■ Task description:
Restate the whole listing exactly.

(Beginning of Records provided)

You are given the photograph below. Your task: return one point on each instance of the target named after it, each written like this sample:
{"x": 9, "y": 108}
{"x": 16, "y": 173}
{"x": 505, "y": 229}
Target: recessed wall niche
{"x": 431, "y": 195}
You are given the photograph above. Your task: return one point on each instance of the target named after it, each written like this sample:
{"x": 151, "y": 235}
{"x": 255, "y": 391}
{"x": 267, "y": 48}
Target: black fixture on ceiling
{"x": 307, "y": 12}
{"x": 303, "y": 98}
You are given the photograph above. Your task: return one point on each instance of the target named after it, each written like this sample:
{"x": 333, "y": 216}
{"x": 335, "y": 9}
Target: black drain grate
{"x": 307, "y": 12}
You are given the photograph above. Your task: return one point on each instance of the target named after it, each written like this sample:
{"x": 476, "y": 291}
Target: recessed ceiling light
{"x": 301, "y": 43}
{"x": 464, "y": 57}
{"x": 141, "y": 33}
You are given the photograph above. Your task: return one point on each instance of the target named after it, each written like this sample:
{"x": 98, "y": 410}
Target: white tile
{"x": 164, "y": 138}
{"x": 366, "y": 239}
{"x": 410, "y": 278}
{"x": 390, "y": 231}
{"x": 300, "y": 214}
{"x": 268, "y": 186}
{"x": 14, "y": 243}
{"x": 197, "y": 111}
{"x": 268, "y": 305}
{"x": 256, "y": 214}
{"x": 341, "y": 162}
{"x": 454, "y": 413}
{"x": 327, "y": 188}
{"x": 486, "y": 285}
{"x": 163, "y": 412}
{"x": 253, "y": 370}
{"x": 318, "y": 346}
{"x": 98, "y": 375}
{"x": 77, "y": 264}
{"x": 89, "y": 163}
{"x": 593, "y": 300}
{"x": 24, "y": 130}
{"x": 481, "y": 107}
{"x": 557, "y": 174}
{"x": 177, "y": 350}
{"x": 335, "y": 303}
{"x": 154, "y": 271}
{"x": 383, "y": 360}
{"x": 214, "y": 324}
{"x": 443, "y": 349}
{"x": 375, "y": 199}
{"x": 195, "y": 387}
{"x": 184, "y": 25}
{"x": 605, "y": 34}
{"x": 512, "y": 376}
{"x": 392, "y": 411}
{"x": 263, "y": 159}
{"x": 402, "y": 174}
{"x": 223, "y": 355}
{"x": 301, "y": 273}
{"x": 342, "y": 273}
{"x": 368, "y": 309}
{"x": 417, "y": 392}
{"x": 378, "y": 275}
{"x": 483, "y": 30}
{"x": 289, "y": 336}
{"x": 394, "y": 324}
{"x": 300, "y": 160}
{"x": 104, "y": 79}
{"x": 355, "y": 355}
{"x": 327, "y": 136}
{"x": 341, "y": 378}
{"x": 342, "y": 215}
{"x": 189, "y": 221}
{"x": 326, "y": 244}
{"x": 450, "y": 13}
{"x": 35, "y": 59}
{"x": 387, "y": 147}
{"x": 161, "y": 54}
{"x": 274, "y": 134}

(End of Records provided)

■ Reply:
You are given the photograph below. Your task: return one point on each instance of the target named after it, each written like this sample:
{"x": 9, "y": 108}
{"x": 16, "y": 173}
{"x": 505, "y": 229}
Target: recessed wall niche
{"x": 431, "y": 195}
You are given the photograph above. Your task: return one point on each instance of the target named after it, each written like this sample:
{"x": 151, "y": 235}
{"x": 255, "y": 391}
{"x": 267, "y": 48}
Target: black fixture on ceiling
{"x": 307, "y": 12}
{"x": 303, "y": 98}
You are given the photograph above. Your task: return one point on each instance of the target named after it, each written like this sample:
{"x": 333, "y": 216}
{"x": 335, "y": 9}
Target: black drain grate
{"x": 307, "y": 12}
You are given the photograph above. Your task: return one point on each instance of the target named after it, each written like this sample:
{"x": 476, "y": 291}
Target: recessed ceiling light
{"x": 301, "y": 43}
{"x": 464, "y": 57}
{"x": 141, "y": 33}
You are given the photograph above. Your task: return one point on each instance of the target named after it, each written like this sample:
{"x": 98, "y": 410}
Target: white tile
{"x": 164, "y": 138}
{"x": 366, "y": 239}
{"x": 410, "y": 278}
{"x": 390, "y": 231}
{"x": 300, "y": 214}
{"x": 268, "y": 186}
{"x": 14, "y": 243}
{"x": 197, "y": 111}
{"x": 268, "y": 305}
{"x": 256, "y": 214}
{"x": 341, "y": 162}
{"x": 454, "y": 413}
{"x": 327, "y": 188}
{"x": 486, "y": 285}
{"x": 163, "y": 412}
{"x": 253, "y": 370}
{"x": 318, "y": 346}
{"x": 98, "y": 375}
{"x": 77, "y": 264}
{"x": 89, "y": 163}
{"x": 593, "y": 300}
{"x": 24, "y": 130}
{"x": 481, "y": 107}
{"x": 557, "y": 174}
{"x": 177, "y": 350}
{"x": 335, "y": 303}
{"x": 154, "y": 271}
{"x": 383, "y": 360}
{"x": 214, "y": 324}
{"x": 443, "y": 349}
{"x": 375, "y": 199}
{"x": 195, "y": 387}
{"x": 184, "y": 25}
{"x": 605, "y": 34}
{"x": 512, "y": 376}
{"x": 392, "y": 411}
{"x": 263, "y": 159}
{"x": 402, "y": 174}
{"x": 223, "y": 355}
{"x": 301, "y": 273}
{"x": 342, "y": 273}
{"x": 368, "y": 309}
{"x": 417, "y": 392}
{"x": 378, "y": 275}
{"x": 483, "y": 30}
{"x": 289, "y": 336}
{"x": 394, "y": 324}
{"x": 300, "y": 160}
{"x": 104, "y": 79}
{"x": 355, "y": 355}
{"x": 327, "y": 136}
{"x": 341, "y": 378}
{"x": 342, "y": 215}
{"x": 189, "y": 221}
{"x": 326, "y": 244}
{"x": 450, "y": 13}
{"x": 35, "y": 59}
{"x": 387, "y": 147}
{"x": 161, "y": 54}
{"x": 274, "y": 134}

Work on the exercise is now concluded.